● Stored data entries
Content starts

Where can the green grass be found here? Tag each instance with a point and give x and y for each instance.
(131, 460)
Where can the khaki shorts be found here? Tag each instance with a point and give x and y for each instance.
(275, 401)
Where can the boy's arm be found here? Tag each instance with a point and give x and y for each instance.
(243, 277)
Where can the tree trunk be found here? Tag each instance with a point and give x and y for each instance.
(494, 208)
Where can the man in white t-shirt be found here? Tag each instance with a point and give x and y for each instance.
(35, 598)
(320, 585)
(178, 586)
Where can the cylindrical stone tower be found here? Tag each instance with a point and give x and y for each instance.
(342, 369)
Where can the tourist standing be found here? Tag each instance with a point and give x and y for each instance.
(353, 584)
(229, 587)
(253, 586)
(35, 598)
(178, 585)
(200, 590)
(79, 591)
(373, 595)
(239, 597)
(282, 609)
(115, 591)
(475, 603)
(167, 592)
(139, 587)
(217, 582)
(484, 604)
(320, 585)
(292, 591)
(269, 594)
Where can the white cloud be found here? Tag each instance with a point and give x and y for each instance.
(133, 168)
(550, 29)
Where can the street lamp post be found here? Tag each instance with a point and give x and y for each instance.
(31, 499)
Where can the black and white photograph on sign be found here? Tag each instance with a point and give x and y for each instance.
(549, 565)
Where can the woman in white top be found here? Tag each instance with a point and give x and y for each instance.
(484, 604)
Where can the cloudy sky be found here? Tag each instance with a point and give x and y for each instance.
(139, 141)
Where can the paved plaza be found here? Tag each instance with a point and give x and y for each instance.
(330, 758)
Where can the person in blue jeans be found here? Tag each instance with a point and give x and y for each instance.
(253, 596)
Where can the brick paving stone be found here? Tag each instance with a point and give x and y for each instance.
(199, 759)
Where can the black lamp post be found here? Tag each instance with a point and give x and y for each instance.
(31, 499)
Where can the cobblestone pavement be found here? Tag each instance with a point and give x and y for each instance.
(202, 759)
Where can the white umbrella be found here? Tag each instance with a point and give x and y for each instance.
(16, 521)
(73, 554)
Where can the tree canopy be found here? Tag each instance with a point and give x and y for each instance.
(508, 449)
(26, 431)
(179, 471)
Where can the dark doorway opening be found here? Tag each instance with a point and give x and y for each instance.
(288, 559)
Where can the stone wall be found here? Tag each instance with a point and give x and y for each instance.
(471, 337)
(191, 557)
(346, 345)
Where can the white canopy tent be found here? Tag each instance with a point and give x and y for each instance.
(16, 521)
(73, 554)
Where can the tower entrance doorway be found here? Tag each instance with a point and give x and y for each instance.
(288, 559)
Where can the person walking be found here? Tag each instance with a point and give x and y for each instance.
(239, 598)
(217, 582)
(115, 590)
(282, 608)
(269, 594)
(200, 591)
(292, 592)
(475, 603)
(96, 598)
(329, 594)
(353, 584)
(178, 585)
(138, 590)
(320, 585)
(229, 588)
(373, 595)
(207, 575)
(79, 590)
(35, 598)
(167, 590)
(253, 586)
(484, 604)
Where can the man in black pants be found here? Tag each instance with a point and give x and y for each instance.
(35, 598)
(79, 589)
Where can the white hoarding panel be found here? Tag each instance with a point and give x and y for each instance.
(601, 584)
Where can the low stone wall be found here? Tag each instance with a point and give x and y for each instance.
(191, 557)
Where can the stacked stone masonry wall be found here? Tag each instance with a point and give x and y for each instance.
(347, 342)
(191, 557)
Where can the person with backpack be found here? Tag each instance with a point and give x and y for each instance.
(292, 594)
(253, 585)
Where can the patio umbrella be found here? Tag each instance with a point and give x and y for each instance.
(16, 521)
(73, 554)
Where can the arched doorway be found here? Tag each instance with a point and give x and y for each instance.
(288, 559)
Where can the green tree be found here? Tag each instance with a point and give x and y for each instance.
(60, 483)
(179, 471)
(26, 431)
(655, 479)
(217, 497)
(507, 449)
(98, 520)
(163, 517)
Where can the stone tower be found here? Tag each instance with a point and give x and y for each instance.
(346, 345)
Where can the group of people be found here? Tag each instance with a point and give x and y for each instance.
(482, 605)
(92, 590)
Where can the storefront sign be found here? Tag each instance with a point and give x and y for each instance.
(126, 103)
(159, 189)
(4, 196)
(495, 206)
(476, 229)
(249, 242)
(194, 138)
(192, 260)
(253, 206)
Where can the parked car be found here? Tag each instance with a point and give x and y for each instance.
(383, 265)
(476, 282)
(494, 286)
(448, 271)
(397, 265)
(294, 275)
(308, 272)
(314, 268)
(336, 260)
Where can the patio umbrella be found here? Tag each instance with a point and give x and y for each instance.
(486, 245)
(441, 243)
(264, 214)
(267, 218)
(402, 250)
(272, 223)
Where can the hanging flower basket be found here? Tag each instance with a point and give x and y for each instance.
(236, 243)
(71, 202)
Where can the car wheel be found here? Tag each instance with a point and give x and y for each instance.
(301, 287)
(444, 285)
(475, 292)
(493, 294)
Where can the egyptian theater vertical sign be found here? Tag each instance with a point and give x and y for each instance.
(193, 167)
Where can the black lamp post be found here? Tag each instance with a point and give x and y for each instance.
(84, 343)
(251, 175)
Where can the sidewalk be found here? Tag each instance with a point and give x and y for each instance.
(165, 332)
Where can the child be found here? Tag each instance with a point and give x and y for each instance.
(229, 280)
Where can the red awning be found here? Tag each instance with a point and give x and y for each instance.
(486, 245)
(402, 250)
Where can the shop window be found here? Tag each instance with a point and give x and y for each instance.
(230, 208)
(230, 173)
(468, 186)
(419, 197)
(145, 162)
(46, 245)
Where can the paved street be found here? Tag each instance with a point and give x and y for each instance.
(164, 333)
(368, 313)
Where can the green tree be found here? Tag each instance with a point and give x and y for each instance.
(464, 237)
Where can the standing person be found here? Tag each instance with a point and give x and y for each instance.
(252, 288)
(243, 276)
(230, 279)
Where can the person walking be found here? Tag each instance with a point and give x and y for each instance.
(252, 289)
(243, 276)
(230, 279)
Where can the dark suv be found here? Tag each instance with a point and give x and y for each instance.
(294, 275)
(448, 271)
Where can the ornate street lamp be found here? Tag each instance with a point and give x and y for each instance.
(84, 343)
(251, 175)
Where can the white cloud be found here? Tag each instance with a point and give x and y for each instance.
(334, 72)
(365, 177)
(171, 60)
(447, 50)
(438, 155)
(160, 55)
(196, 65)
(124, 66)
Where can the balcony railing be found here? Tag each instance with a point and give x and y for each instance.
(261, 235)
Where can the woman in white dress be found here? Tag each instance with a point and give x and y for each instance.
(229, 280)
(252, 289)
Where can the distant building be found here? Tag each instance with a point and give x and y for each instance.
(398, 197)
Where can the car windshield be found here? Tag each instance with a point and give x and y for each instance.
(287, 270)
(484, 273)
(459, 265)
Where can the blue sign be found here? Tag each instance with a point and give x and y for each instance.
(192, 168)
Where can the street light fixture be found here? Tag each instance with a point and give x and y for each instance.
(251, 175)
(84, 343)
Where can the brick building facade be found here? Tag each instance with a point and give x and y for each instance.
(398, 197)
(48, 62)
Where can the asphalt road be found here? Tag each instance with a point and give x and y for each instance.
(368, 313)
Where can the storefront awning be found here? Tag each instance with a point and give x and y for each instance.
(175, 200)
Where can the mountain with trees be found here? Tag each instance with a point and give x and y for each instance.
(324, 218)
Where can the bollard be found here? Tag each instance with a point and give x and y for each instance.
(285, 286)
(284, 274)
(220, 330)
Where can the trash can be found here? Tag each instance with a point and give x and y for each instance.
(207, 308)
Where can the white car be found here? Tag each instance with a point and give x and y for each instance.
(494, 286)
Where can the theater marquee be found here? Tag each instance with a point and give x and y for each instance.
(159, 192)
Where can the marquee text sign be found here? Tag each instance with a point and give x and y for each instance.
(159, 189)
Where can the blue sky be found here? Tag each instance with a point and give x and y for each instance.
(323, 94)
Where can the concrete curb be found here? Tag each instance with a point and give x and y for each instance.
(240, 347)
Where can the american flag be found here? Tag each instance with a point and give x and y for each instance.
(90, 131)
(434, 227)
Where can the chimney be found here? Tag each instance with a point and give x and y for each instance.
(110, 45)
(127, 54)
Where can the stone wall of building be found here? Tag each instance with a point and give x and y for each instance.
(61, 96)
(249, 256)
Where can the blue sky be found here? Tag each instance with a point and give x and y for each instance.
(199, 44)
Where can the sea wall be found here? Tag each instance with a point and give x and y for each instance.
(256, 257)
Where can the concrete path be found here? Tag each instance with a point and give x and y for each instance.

Content ends

● PROBLEM TO WORK ON
Output, exactly and with no other text, the line that contains "Where can the white car" and all lines from there to the end of the records.

● EXPECTED ANSWER
Where can the white car be found here? Tag each instance with a point and give x and y for each instance.
(494, 286)
Where can the theater marquee be found here? Tag each instance with a point and give x and y for each instance.
(159, 192)
Where can the marquee text sign be found here? Tag each instance with a point and give x and y for each instance.
(159, 189)
Where can the blue sky be found here? Tag each instance with a point and give x and y for each instance.
(323, 94)
Where can the concrete curb be found here? Tag each instance with a point and give x and y for each instance.
(240, 347)
Where can the american flag be found here? Tag each instance with a point and give x and y for each instance.
(90, 131)
(434, 227)
Where can the chimney be found here? Tag each instance with a point and give x and y for each instance.
(110, 45)
(127, 54)
Where can the stone wall of building be found here? Tag each instance with a point and give x and y for each instance.
(61, 96)
(249, 256)
Where can the blue sky be found here? Tag each instance with a point and give x and y for each instance.
(199, 44)
Where can the sea wall be found here? Tag each instance with a point and give x and y for each instance.
(256, 257)
Where can the concrete path be found here? Tag each instance with a point and give x and y for each instance.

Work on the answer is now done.